[Opening Data records section]

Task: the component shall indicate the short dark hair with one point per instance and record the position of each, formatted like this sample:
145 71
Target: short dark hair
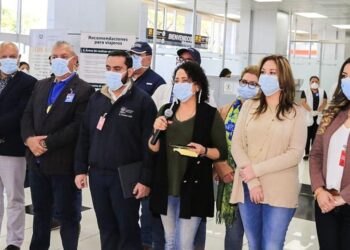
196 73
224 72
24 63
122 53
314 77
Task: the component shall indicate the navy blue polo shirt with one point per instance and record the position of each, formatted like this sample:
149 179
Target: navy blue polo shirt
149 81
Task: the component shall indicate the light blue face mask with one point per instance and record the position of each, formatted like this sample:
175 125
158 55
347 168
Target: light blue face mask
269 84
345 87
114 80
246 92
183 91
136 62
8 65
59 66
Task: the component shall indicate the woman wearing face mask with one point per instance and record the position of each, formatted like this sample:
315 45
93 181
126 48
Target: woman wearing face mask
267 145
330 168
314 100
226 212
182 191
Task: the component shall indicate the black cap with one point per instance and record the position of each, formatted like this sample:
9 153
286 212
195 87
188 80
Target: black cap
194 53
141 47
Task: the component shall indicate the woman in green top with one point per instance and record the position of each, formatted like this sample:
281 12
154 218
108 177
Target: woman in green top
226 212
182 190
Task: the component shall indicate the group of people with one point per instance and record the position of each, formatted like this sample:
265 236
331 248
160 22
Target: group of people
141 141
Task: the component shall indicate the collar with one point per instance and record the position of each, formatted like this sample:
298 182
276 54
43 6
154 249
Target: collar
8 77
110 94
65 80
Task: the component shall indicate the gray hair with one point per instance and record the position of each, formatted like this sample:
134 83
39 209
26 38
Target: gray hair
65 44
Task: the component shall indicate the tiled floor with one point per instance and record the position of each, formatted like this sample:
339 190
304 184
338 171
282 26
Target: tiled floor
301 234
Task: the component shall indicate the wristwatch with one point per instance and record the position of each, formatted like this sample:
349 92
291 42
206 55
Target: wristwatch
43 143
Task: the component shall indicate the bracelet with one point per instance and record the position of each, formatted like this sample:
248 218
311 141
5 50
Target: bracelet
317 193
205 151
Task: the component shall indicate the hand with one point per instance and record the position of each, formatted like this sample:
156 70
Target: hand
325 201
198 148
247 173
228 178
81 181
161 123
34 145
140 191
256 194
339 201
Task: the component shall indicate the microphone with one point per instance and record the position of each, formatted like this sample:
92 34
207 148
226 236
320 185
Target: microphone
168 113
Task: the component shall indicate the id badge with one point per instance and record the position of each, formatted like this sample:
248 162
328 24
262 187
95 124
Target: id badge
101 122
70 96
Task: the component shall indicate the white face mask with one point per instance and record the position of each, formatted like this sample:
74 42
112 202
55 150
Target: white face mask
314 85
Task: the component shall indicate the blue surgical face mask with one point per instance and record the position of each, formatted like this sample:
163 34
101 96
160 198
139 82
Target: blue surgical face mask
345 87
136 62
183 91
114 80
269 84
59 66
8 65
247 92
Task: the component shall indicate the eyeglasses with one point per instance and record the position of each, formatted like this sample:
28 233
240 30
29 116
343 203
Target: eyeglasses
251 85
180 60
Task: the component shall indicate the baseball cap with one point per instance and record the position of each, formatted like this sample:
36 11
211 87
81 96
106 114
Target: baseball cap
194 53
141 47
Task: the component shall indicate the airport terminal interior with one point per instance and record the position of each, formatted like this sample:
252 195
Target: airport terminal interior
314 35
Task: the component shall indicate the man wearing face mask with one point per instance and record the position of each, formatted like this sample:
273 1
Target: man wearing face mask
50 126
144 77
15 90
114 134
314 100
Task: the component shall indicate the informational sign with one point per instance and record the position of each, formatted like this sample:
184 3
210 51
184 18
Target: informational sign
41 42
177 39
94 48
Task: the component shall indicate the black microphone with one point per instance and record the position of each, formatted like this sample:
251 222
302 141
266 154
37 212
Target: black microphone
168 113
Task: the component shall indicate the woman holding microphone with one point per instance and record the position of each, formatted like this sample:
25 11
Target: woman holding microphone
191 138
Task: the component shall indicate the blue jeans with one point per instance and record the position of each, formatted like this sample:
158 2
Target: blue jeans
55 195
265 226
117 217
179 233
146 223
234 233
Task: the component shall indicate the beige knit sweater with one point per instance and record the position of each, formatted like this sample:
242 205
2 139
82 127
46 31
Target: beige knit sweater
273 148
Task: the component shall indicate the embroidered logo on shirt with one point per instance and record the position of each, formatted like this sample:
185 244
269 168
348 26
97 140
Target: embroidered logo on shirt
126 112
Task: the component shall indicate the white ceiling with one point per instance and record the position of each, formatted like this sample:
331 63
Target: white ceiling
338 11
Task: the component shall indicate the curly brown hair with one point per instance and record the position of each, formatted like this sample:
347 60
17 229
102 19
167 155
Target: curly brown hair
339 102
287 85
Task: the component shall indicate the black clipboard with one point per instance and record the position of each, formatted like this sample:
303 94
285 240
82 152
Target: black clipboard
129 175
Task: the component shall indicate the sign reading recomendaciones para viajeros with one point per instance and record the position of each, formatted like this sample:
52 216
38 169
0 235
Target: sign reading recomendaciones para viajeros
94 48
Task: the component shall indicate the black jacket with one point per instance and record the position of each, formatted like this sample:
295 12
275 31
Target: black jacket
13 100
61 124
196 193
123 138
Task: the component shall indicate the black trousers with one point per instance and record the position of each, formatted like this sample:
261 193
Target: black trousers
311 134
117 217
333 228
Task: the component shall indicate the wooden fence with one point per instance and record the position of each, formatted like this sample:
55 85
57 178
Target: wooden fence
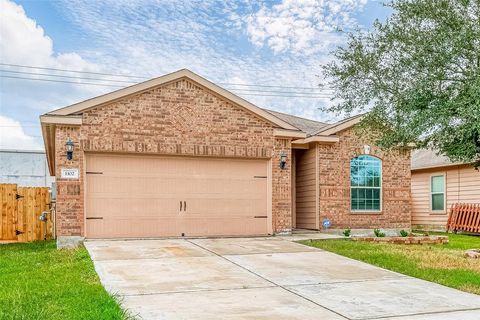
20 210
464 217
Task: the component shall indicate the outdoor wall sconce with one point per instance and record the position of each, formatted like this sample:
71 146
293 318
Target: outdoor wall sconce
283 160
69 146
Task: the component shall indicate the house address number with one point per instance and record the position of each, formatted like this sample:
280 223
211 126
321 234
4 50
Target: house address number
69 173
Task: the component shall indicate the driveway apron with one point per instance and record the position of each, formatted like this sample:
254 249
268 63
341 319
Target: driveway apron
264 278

[Closing Data records section]

The entries above, every one of them, should be retyped exactly, with no pictures carried over.

Task: the component shall indicate the short dark hair with one point per instance and record the position of each, formatted like this sample:
145 71
Target: short dark hair
196 73
224 72
24 63
122 53
314 77
Task: the component shall indicate the navy blue polo shirt with one point per instance and record the position of each, formatted like this sample:
149 179
Target: navy blue polo shirt
149 81
Task: the component shall indicate the light blue face mask with one point per instance and record the position of each, formatted like this sample:
175 125
158 55
347 168
Target: light blue face mask
269 84
345 87
114 80
246 92
183 91
136 62
8 65
59 66
Task: the component shall indicate the woman wearing face mask with one point per instance and record the position of each, formatted like this sample:
315 45
93 181
126 48
Target: woman wearing face mask
267 145
330 168
314 100
226 212
182 191
Task: the component shall indicate the black cap with one point per instance and record the position of each, formatted like this sample:
9 153
286 212
195 87
188 80
Target: black cap
194 53
141 47
Task: the component shall indicate the woman in green top with one point per instance and record the position of each, formatted like this sample:
281 12
154 218
108 177
Target: woman in green top
226 212
182 190
Task: the component shall indicate the group of people with one point per instance and record the position of each, formatted like this sample:
265 236
331 248
160 22
Target: group of people
141 141
Task: the component shall indicate the collar with one point per instance and record the position of each, formatted like this sample:
298 182
276 54
43 6
154 249
Target: collar
8 77
110 94
65 80
Task: the component shall indicate the gray hair with one point per instance and record the position of each, formatted like this sample:
134 83
39 209
26 38
Target: gray hair
65 44
Task: the component shall indicate the tiled floor with one point per instance and record the position of each, formatted like this sample:
339 190
304 184
338 171
282 26
Target: tiled floor
301 234
Task: the component shall indicate the wristwatch with one point per instance and record the position of each, formatted like this sample:
349 92
291 42
206 55
Target: wristwatch
43 143
Task: the component shall indicate the bracelet with one point per instance and record the position of each, formatted like this sample:
248 218
311 141
5 50
Target: bracelet
317 193
205 151
Task: the component shall indicate the hand with one point per instance and record the position of each, formatted like this sample:
156 70
Target: hand
325 201
198 148
247 173
228 178
81 181
161 123
34 145
140 191
256 194
339 201
Task: the component shall indicate the microphone with one point per instance and record the position of each, formatted like this sample:
92 34
207 148
226 236
320 185
Target: microphone
168 113
Task: the component shall indicate the id badge with one point per instance and record the position of each, formatted like this sample:
248 162
328 24
262 187
95 124
Target: id badge
101 122
70 96
Task: the component shall indicate the white face mask with one point per instance and record the position of each, formatted like this sample:
74 42
112 202
55 150
Target: white face mask
314 85
Task: the component shall indicate the blue surgical face mask with one point per instance and record the position of each, formatted like this sample:
163 34
101 96
160 198
139 82
Target: blue surgical face mask
345 87
136 62
183 91
114 80
269 84
59 66
8 65
247 92
Task: the component shall indicate the eyeglasses with one point per instance and record the position of each, formatted like this sample:
28 233
240 30
29 116
343 203
Target: eyeglasses
251 85
180 60
Task: the component shall indicate the baseball cap with one point per instance and record the position of each, formatted like this sample:
36 11
211 87
81 96
106 114
Target: baseball cap
194 53
141 47
Task: the component shall indicate the airport terminal interior with one point per instance and record the position of each, formatted like this sample:
252 195
Target: airport terminal interior
314 35
Task: the component shall indicate the man wearing face mask with one point per instance and record the position of each, formatted like this sample:
273 1
Target: man wearing face mask
50 126
144 77
15 90
114 134
314 100
Task: the component shall indicate the informational sign with one point per instance and record the position of each, formatted like this sample:
184 3
210 51
184 18
Target: informational sign
41 42
177 39
94 48
Task: the component shall indicate the black microphone with one point per instance and record the position of each, formatted like this sample:
251 222
302 141
266 154
37 212
Target: black microphone
168 113
Task: the component shall indicate the woman holding microphone with one point per instance and record the position of each, formatted like this sample:
25 11
Target: woman holding microphone
191 138
Task: the component shall indicate the blue jeans with one point per instance and record the position of each, formatted like this sample:
158 2
Target: blue jeans
55 195
265 226
117 217
179 233
146 223
234 233
Task: the component shall indicate the beige knit sweater with one point per instance and record the position of each, formatted like this sample:
242 205
2 139
82 127
46 31
Target: beige knit sweater
273 148
Task: the component shall indicate the embroidered logo on shirt with one point per instance and record the position of each, formatted like this sample:
185 244
269 168
348 26
97 140
Target: embroidered logo on shirt
126 112
Task: the component shall indicate the white ceiling with one point per instance and record the position of each, formatted like this sample:
331 63
Target: white ceiling
338 11
Task: the component shall indicate the curly brown hair with one point per instance and record the position of each, formatted like this sample:
347 60
17 229
102 19
167 155
Target: curly brown hair
339 102
287 85
Task: the component shall indicate the black clipboard with one point per instance and record the position of each, formatted like this sample:
303 94
285 240
82 152
Target: black clipboard
129 175
Task: the component shall indicate the sign reading recomendaciones para viajeros with one point per instance and record the position of each, formatted like this sample:
52 216
38 169
0 235
Target: sign reading recomendaciones para viajeros
94 48
Task: the component shall indicate the black jacket with one point per instance and record the position of each, formatted like this sample:
295 12
275 31
Target: black jacket
13 100
61 124
196 193
123 138
Task: the component shall indicate the black trousers with one point per instance and record the position of each, formatted like this sample:
261 193
Target: black trousers
311 134
117 217
333 228
Task: the component shall indicate the wooden fence with one point per instance and record the position of each, formatted like this sample:
55 85
57 178
Target: wooden fence
20 210
464 217
Task: the component shall indicate the outdoor wall sconce with one point per instance and record the position of each, formatted like this sample:
71 146
293 318
Target: outdoor wall sconce
283 160
69 146
Task: the component shall indicate the house address number with one point per instance and record the position of each, formatted like this sample:
280 223
211 126
321 234
4 50
Target: house address number
69 173
Task: the component shall indicate the driveway apron with one point per instance and record the position of each, formatted like this sample:
254 249
268 63
341 319
Target: driveway apron
264 278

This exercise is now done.